Text shown:
———

The Dunlap Square Building is a historic commercial block in Marinette, Wisconsin, United States, and is registered on the U.S. National Register of Historic Places.

The building is a 2-story commercial block designed in Queen Anne style, with a granite foundation, walls of rustic red brick, a brick cornice on some walls, a pressed metal cornice on other walls. Some corners sport brick oriels - one topped with an onion dome. The floor plan is triangular, filling a block of the same shape. Inside, a fine dark oak staircase leads to the second story. On that level the halls have wooden wainscoting and wood paneling over plaster walls. Older rooms have plaster walls and pressed metal ceilings.

———

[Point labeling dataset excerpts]
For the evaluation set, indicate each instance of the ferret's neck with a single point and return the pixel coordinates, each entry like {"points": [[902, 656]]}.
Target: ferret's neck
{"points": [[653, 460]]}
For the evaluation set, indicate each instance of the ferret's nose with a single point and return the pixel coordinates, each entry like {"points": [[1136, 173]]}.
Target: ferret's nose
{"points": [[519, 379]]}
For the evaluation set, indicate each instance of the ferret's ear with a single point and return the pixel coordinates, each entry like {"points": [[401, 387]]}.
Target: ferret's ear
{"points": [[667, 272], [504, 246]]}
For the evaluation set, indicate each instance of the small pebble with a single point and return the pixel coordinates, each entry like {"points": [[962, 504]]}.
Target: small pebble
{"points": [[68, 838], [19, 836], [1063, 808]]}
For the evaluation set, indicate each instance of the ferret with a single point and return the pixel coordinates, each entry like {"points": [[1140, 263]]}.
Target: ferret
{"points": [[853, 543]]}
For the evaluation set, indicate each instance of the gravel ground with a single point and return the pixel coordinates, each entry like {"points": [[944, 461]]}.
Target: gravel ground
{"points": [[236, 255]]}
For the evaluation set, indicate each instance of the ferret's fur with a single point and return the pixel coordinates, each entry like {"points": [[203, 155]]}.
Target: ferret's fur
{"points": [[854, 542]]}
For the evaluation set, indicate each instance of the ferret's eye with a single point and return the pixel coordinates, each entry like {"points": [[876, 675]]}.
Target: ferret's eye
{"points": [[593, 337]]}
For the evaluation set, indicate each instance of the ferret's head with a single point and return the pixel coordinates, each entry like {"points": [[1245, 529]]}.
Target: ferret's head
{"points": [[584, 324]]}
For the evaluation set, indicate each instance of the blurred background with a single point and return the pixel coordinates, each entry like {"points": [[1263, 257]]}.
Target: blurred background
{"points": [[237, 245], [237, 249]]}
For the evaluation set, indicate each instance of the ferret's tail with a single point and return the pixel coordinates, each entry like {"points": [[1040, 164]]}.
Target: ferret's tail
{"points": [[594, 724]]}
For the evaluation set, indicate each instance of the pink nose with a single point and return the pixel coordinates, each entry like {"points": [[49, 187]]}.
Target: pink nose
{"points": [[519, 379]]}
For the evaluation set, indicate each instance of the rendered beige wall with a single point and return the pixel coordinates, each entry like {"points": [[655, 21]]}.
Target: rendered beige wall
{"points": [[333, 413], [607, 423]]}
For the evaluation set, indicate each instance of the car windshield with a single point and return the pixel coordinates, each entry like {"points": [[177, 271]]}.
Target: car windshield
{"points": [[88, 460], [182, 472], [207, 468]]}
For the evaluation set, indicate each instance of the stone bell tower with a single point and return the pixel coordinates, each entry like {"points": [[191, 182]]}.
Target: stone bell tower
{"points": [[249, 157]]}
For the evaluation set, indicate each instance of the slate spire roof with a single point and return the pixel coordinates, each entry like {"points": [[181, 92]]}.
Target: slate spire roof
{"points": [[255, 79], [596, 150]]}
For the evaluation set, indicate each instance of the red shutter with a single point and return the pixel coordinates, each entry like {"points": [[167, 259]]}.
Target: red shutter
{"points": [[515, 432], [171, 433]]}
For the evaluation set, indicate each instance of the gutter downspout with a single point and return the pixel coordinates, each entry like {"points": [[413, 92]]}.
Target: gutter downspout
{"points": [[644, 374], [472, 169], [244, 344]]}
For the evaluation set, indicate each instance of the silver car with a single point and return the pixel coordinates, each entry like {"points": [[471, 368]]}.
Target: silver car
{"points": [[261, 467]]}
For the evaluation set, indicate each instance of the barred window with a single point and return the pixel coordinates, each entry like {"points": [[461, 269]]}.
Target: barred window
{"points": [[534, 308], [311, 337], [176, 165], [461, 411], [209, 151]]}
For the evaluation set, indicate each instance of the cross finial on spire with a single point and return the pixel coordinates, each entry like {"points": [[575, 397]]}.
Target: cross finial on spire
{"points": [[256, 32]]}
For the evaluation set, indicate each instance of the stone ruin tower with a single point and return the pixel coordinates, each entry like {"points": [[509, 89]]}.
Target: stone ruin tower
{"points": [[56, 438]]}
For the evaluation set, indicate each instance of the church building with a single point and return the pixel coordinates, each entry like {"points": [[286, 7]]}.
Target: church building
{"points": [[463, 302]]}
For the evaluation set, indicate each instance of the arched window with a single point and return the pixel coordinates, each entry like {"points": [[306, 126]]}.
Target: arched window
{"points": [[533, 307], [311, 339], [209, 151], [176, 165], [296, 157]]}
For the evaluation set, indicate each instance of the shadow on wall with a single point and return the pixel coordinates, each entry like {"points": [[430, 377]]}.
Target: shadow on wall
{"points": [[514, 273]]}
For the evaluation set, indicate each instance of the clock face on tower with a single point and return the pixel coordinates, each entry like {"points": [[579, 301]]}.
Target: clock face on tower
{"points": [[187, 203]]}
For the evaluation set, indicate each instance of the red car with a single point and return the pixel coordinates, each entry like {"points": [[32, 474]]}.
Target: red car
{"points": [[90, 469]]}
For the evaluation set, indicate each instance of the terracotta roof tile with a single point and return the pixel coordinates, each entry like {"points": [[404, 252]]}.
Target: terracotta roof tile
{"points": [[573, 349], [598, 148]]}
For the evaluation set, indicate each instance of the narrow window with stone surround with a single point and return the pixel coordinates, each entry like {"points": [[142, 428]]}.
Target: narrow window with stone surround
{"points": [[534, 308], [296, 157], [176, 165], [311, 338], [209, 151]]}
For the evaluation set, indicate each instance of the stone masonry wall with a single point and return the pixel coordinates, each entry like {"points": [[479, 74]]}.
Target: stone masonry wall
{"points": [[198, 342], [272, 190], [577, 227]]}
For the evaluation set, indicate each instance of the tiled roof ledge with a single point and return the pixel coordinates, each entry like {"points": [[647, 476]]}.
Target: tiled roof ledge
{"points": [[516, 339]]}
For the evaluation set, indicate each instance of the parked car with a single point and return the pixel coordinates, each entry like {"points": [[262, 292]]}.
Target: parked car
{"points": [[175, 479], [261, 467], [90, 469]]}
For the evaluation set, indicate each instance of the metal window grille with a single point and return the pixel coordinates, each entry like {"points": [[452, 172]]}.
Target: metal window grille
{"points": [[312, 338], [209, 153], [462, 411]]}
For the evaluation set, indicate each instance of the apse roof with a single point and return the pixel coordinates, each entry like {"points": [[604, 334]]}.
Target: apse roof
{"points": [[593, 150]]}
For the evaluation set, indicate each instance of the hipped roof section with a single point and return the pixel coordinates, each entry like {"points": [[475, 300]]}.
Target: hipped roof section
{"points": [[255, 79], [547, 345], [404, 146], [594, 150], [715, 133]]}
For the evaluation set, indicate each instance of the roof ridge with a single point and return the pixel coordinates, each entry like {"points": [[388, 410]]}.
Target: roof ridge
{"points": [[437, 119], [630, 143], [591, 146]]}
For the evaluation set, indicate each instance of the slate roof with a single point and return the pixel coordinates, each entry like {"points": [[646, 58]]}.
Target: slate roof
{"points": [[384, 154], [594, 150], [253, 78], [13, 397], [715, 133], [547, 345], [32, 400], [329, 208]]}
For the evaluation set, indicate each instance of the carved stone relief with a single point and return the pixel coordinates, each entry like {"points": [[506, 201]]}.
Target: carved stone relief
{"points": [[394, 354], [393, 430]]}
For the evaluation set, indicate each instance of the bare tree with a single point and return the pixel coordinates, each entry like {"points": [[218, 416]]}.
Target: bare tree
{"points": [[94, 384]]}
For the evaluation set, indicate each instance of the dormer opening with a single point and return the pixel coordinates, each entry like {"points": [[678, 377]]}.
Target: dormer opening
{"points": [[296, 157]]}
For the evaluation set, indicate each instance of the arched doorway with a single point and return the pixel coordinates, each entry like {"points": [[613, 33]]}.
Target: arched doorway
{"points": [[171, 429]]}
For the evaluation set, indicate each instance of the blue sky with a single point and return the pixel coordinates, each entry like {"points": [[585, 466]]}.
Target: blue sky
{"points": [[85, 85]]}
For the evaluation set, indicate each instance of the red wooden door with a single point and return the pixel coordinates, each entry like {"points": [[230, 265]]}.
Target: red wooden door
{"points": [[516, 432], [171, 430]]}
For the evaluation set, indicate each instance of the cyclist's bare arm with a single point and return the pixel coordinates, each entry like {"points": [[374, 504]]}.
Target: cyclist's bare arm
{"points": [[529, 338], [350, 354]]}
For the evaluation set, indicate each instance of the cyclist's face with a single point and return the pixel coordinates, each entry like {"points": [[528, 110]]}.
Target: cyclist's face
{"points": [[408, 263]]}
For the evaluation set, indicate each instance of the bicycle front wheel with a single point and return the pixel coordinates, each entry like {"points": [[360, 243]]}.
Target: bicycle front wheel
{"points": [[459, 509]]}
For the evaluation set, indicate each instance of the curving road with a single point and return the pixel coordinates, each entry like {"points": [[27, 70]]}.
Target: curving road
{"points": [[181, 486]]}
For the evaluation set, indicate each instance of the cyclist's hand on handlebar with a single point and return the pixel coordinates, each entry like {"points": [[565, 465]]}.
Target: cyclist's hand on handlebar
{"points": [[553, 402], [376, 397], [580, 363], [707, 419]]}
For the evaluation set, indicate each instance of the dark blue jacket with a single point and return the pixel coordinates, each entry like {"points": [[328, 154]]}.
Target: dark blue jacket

———

Brief A: What shape is the floor plan, according to the Dunlap Square Building passage?
Brief B: Could you turn the paragraph of the Dunlap Square Building passage that starts "The building is a 2-story commercial block" into a bulleted list that keeps its main facts?
Brief C: Pick up the Dunlap Square Building passage after its final sentence and continue it.
The data above have no role in this.

Task response A: Triangular, filling a block of the same shape.

Task response B:
- 2-story commercial block in Queen Anne style
- Granite foundation and rustic red brick walls
- Brick cornice on some walls, pressed metal cornice on others
- Brick oriels on some corners, one topped with an onion dome
- Triangular floor plan filling a block of the same shape
- Dark oak staircase to the second story
- Second-story halls with wooden wainscoting and wood paneling over plaster
- Older rooms with plaster walls and pressed metal ceilings

Task response C:
Before this building was constructed, the triangular block hosted a combination of smaller wood and brick buildings. Around 1890 some of them were razed to make way for the back end of the current building. Gradually more old buildings were cleared and the building was completed in 1902. The oldest part of the block housed a dry goods store and saloon, with offices above. Over the years, a telephone exchange was added, attorneys' offices, a dress shop and a news agency. The saloon became a soda fountain during Prohibition. Part of the block housed a cafe and restaurant from 1937 into the '70s.

The NRHP nomination declares this block "the finest Queen Anne building in Marinette's downtown."